──────── EXTRACTED MATERIAL

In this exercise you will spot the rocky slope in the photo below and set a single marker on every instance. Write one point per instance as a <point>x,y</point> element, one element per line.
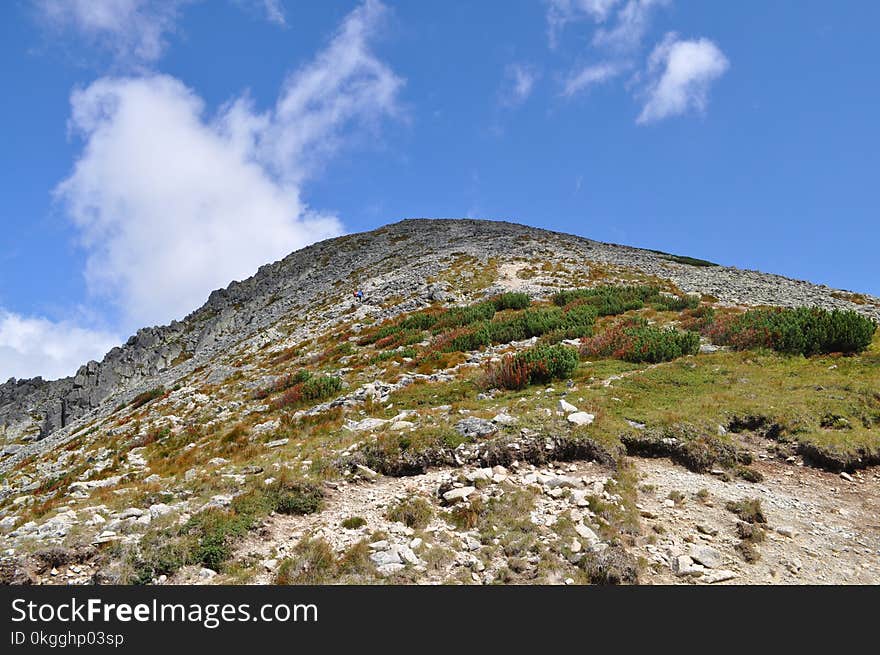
<point>173,424</point>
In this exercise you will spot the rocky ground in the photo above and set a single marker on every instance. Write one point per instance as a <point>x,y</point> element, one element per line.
<point>535,486</point>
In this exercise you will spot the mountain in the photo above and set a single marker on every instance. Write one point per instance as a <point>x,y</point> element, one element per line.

────────────────

STATED GOAL: Shift every coordinate in the answers of the entries above by adding 62 to each x and y value. Then give all the lines again with their requests, leaving out the pictures.

ANSWER FOR THE TASK:
In this exercise you will spot the rocky slope in the photo below and set a single marker on every instance. Write one point per instance as a <point>x,y</point> element, one element per line.
<point>235,486</point>
In this exercise you will spot the rocky ground in the photo above and set a single marker on every instance. Write one point per instance as a <point>x,y</point> element, one element per line.
<point>597,548</point>
In this exercise you will spot the mountain in the photo above and set a single marker on every instance. Write one point per instance as a <point>x,y</point> element, one element per line.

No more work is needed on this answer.